__取り組む課題__:
[1] 舞台の感想文のうち、「ディアボロは彼を手放した?」から「幾度繰り返しても、同じなんだろうな。」までを、両端の語句も含めて一字一句変えずに引用しなさい。
[2] 舞台の感想文の最後の文に続けて、その先を書き進めなさい。

__提示された文章__:

やがて悪魔は手を差し伸べ、男は悪魔の手をとる。

最初に見たとき、汐美さんのソロの場面で頭がホワイトアウトするのは、サヨナラのせいだと思っていました。馬鹿だなあ自分。
違いました。
この場面が痛みに満ちていたから。景色も、旋律も、言葉も、声も。

ドルチェ・ヴィータの姿を追って、ディアボロに導かれ、わだつみに身を投じる男。
今まで綴られた物語と同じ。もう一人の主人公。
でも、違う。
この男は、ディアボロを視ている。自覚的にディアボロの手を取っている。
二度とは戻れない道と知りながら、その道を選び取る。
この世ならぬ異界への道。彼岸への道。

今までの物語の男は、最初から最後までディアボロを見なかった。
ただ、ディアボロの導く方向に誘われ、翻弄されるだけ。女たち−ディアボロの見せる幻、用意した供物を手にしようとあがくだけ。

もしかしたら。
新たな贄を得て、最初の男は要らなくなった、のだろうか。
ディアボロは彼を手放した?
気づかぬまま異界をさまよっていた男は、現し世に突然放逐された?
だから彼は、手の中にあったはずのぬくもりを失って呆然としなければならなかったのだろうか。
無理矢理引き剥がされても、記憶は残る。身も心も元のままではない。
幾夜もうなされ続ける。愛と言う名の終わりのない悪夢に。

かつて彼がそうさせた、少女のように。
それは罰?

でも、彼は自分が何故ディアボロのお眼鏡に適わなかったか、気づかないんだろうな。そもそもディアボロ自体、最後まで見えなかったんだし。
幾度繰り返しても、同じなんだろうな。
それは、彼が彼であるゆえの。

そして彼は、世界に拒絶され続ける。
彼は彼であり続ける。

って。
また世界に拒絶されるネタです。

パレード、ワタさんの階段降りだけ曲が「花市場」なんですよ。
それまでずっと「マスカレード」なのにね。

でも、いいんだな、それはそれで。
全てに対し太陽は輝くものだから。ひとりでも。
それが太陽。

          ***

その2・サテュロス観察日記

博多座から役替り(タニちゃん→まとぶん)のサテュロスS。
だいぶ印象が変わって、あれれ、てな感じだったのですが、現時点での私の解釈は「魔界の王女」です(魔法のプリンセスではありません)。
強大な魔の血脈を受け継ぐ正当な後継者。但し、まだ覚醒してはいない。覚醒した暁には、どれだけの力を持つかわからない怖ろしさを秘めた、未熟な魔女。
後ろの二人はお付きで、先輩魔女なのね。今はこの二人の方が力の使い方を知っている分力があると。
しかし、博多座のタニちゃんは完全にヒトじゃなくて魔物だと思ったんだけど、まとぶんサテュロスは魔女でもヒト(ついでに女性)認識してるんだな、私。
(それ以前に他の人はこんなこと考えないと思いますが)

__保存データ__:
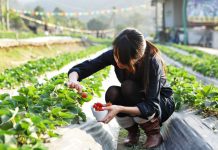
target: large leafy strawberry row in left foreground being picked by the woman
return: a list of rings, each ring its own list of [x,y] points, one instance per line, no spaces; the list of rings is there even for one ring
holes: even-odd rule
[[[86,121],[81,106],[102,91],[101,82],[109,69],[81,82],[86,97],[65,86],[66,74],[42,85],[21,87],[17,96],[0,95],[0,148],[45,149],[42,143],[59,136],[54,131],[57,126]],[[97,80],[90,81],[92,78]]]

__課題別の解答__:
[1]
ディアボロは彼を手放した?
気づかぬまま異界をさまよっていた男は、現し世に突然放逐された?
だから彼は、手の中にあったはずのぬくもりを失って呆然としなければならなかったのだろうか。
無理矢理引き剥がされても、記憶は残る。身も心も元のままではない。
幾夜もうなされ続ける。愛と言う名の終わりのない悪夢に。

かつて彼がそうさせた、少女のように。
それは罰?

でも、彼は自分が何故ディアボロのお眼鏡に適わなかったか、気づかないんだろうな。そもそもディアボロ自体、最後まで見えなかったんだし。
幾度繰り返しても、同じなんだろうな。

[2]
ついでに、船上のセレブ男A涼さんがしれっとした顔で踊っているのを見ると、毎回「さっきはあんなだったのにー!」と心の中で突っ込んでしまう私(笑)。

          ***

その3・アドリブ集(自分用メモ)

・花市場の花一輪は、昼がハワイアン、午後が恋する乙女(ぶりっ子して花屋の店主に渡す)
・組長さん航海士のオヤジギャグは昼公演がゴルフ「朝なのにバンカー」午後が「不安になるとファンの皆様が頼り」一体いくつ仕込んでるんですか。
・船。セレブ男S、上着を預ける際に航海士と見つめ合った後、相手の耳元で何事か囁いております。航海士は引っ込み際頭掻いて照れてる風情です。昼も午後も似た感じですが、昼の方がわかりやすかったですかね。
 て言うか、ここ、もう一人の航海士はセレブ女Sにうっとりで二人とも心ここにあらずで水兵さんが「あのー、もしもし?」って感じで帽子とか受け取ってるんですが、ここまで段取られてるって既にアドリブの域を超えてるような気が。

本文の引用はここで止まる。